**Exercises to complete**
(1) Translate this sentence from the pituitary gene expression text into French: "We speculated that the female showing a male-like pattern of expression might be a non-cycling female."
(2) According to the pituitary gene expression text, what percentage of somatotropes did snRNAseq find in the female with the male-like pattern?

**Text for analysis**
##########
PLIER analysis of the snRNAseq and snATACseq datasets identified LVs showing differential expression between sexes or predominant expression in each of the major pituitary cell types (Supplementary Figure 10). For example, LV1rna and LV1atac (Fig. 6a) showed increased expression in females (Wilcoxon p= 1.1e−5) and in female lactotropes (Wilcoxon p=0.02) respectively. Comparing LV1rna in an independent scRNAseq dataset from dissociated male and female pituitaries confirmed the differential expression between females and males (Supplementary Figure 11, Wilcoxon p=1.1e−8). In snap-frozen pituitaries, LV1rna and LV1atac also showed similar patterns of expression in individual animals, with one female pituitary exhibiting a male-like pattern for each LV (Fig. 6a). This female also showed apparent differences in cell type ratios determined by snRNAseq, with 37% somatotropes vs. 27.3% and 27.7% in the other two females (Supplementary Table 2). Correct sex identification of all animals was confirmed by Xist and Y chromosome gene expression, as well as open chromatin accessibility in the Y chromosome for the males. We speculated that the female showing a male-like pattern of expression might be a non-cycling female. Particularly, one of the top drivers for LV1rna and LV1atac was Crhbp, an estrogen-regulated gene (arrows, Fig. 6a). The expression and accessibility levels of the Crhbp gene, and the expression of the estrogen-responsive Greb1 gene (involved in the estrogen receptor-regulated pathway26, 27, 28, 29) were much higher in the other two females than in the female showing a male-like pattern (Fig. 6a). Crhbp gene expression was previously reported to be more elevated in females relative to males and to increase during proestrus30. While these animals were randomly selected with no determination of cycle status, the LV analysis suggests the identification of a stage where estradiol is low in this female, consistent with an absence of cycling.
##########
Segmentation mask data
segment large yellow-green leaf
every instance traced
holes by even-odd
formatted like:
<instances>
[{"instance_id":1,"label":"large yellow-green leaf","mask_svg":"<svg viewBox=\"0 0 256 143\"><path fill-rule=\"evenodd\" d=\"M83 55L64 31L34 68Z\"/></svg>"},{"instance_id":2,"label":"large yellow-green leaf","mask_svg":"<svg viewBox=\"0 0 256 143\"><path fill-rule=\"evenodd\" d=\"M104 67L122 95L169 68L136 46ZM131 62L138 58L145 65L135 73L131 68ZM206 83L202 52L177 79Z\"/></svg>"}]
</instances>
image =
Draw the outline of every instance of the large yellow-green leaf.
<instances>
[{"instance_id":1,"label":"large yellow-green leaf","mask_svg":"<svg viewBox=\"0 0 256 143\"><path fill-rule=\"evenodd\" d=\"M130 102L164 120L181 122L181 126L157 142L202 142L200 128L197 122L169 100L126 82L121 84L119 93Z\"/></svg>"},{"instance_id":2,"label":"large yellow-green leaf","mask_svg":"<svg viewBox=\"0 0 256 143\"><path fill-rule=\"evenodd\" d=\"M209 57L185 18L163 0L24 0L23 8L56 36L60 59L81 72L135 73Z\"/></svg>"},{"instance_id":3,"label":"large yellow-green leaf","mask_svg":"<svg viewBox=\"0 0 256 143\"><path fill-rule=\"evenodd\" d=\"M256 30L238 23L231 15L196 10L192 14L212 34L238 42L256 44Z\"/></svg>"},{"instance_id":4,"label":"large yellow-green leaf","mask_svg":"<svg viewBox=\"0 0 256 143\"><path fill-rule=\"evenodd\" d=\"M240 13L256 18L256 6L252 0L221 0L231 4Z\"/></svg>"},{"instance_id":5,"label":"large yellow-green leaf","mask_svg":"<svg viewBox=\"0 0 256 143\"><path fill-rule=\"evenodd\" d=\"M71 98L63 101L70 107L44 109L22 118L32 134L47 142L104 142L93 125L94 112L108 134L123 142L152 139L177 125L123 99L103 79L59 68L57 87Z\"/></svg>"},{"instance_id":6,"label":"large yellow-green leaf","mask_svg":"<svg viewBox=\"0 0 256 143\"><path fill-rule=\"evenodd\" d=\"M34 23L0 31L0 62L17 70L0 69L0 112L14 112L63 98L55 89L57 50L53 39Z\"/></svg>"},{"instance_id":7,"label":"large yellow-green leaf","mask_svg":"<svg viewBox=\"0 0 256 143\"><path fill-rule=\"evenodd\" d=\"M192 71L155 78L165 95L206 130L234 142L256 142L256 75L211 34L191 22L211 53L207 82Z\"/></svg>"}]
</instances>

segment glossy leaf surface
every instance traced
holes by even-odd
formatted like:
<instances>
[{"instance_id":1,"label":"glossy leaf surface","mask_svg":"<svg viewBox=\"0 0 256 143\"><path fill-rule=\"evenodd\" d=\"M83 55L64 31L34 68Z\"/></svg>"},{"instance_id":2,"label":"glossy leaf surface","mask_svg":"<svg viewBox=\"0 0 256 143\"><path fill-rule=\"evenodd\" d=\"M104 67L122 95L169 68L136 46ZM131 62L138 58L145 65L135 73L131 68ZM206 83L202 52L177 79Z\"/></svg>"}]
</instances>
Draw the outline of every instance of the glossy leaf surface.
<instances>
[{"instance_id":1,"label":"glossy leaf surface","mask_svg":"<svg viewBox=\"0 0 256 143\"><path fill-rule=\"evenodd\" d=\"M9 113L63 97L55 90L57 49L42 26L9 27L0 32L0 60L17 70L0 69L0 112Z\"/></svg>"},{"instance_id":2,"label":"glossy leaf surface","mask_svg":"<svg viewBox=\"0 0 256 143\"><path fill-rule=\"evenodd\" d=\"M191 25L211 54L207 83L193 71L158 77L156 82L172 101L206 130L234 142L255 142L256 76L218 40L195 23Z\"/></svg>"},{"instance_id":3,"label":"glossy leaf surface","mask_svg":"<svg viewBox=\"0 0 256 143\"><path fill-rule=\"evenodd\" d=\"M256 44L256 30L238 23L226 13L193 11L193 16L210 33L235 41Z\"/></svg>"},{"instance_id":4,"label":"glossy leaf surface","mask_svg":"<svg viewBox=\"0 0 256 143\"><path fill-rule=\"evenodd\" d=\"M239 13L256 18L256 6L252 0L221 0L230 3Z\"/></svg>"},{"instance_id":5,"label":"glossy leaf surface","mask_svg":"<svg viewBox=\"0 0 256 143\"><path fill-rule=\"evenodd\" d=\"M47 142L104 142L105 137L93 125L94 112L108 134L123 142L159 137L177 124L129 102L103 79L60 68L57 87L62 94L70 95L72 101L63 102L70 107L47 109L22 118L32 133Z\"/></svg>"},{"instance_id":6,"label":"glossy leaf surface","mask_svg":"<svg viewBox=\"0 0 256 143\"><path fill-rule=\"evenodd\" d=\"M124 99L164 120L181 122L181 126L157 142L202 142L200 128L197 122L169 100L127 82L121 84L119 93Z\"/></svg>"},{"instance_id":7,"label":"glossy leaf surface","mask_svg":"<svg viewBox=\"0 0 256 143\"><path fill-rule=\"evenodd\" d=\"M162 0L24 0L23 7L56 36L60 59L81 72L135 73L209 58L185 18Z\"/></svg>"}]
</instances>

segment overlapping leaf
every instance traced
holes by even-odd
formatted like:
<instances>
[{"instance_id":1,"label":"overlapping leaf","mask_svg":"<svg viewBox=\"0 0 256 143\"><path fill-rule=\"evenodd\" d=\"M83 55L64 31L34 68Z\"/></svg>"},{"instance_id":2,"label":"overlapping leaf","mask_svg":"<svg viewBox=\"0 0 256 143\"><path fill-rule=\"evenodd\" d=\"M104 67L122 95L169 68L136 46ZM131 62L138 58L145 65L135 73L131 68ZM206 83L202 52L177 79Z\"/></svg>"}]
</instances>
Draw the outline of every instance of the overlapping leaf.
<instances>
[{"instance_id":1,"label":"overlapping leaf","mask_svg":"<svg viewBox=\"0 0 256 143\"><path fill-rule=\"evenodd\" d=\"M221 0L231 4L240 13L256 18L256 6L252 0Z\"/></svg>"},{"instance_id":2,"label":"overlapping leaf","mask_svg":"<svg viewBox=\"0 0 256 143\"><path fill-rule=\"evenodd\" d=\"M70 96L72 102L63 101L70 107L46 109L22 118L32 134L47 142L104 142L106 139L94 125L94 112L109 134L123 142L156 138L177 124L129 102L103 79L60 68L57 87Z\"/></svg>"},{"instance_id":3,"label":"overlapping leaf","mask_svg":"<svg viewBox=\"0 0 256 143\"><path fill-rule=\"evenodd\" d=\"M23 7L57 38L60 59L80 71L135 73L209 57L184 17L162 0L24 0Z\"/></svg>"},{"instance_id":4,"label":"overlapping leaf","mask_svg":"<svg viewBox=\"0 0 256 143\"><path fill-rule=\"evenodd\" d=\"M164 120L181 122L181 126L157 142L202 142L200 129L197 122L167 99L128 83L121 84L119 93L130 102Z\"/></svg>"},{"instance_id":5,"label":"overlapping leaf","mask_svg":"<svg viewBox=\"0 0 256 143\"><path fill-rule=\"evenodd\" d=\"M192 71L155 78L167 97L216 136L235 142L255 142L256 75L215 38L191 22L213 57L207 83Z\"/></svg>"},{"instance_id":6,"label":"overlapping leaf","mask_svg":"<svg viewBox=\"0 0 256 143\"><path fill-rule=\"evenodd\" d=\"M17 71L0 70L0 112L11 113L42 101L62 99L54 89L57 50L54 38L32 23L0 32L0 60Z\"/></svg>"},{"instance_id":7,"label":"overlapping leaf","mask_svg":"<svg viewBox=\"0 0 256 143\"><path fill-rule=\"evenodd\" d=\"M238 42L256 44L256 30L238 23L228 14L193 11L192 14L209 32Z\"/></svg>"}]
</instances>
##########
**Responses by task**
(1) Nous avons supposé que la femelle présentant un profil d'expression de type mâle pourrait être une femelle non cyclique.

(2) 37%